**Quoted text**:

And you know what? It's fine. The whole deal shapes up just fine.
Optimism in sports isn't dead. Cynicism, although it makes a strong play now and again, does not exclusively control the industry. Pro sports is built very essentially on hopefulness, with the occasional fatalist thrown in for good measure. Fandom in most places is about tomorrow every bit as much as it is about today.
Get me to draft day -- in any league -- and I'll show you a few hours in which teams and their fans are wholly willing to invest in the upside of the equation. It's a beautiful thing.
Just don't look too closely.
The part of the NBA universe in which I live happens to land between two certifiably awful teams. The Golden State Warriors have reached the postseason once since 1994, which is a fairly impressive streak of submediocrity so long as you aren't the fan who actually has had to watch it all unfold. The Sacramento Kings, after putting together a nice eight-season run under Rick Adelman, have fallen off the table to the point that the franchise itself is under a suspended threat of relocation.
But by Thursday night in New York, those storylines stand to get gleefully shoved over to one side. The Kings, choosing seventh in the lottery, went into the day thinking of Kemba Walker or Kawhi Leonard or a trade that might bring in an immediate starter -- say, Denver guard Raymond Felton. Golden State, at No. 11, had visions of Klay Thompson or Tristan Thompson, maybe Leonard, if he slides down a few spots.
And look, I just rattled off a bunch of names of guys who, by all assessment, are pretty good -- not great. It isn't a deep draft. What's a fan to do? A fan invests hope all the same.

**Data segment**:
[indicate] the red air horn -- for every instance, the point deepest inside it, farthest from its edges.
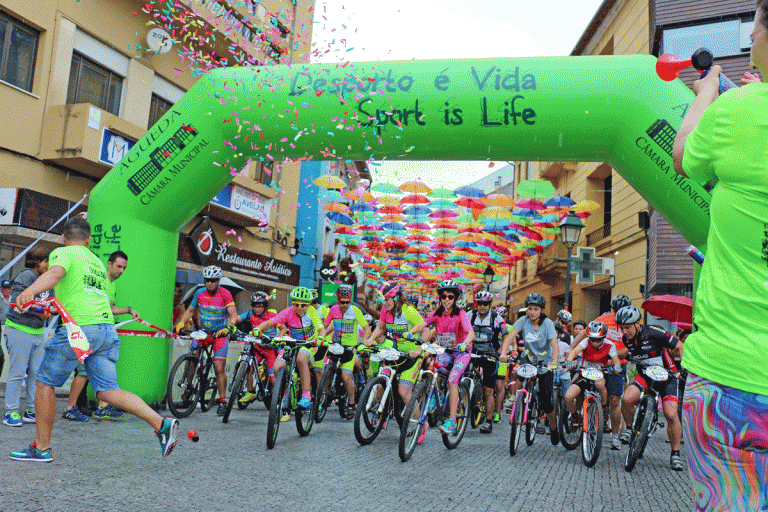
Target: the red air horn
(668, 67)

**Problem statement**: List every player named in the NBA draft column's paragraph that begins "But by Thursday night in New York." The material after the NBA draft column comes from a separate source.

**Problem solution**: Kemba Walker, Kawhi Leonard, Raymond Felton, Klay Thompson, Tristan Thompson